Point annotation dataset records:
>> start

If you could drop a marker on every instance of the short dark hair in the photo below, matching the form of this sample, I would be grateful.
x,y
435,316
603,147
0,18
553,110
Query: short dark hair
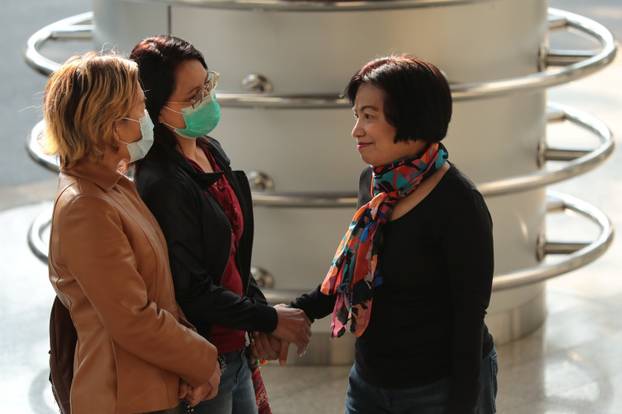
x,y
158,57
417,96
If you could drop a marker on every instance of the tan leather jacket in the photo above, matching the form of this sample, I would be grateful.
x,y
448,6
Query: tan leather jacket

>> end

WORK REQUIRED:
Reproduce the records above verbatim, omitting the pictures.

EXERCISE OUTPUT:
If you could drop a marker on every instance of the short dark hair in the photo below, matching the form of this sample, I would be grateful.
x,y
435,316
603,147
0,18
553,110
Query: short dark hair
x,y
158,57
417,96
If you could drop a marker on every instance of the tan leather jacket in the photo above, matching the form of this sample, I would be grateful.
x,y
448,6
Query: tan leather jacket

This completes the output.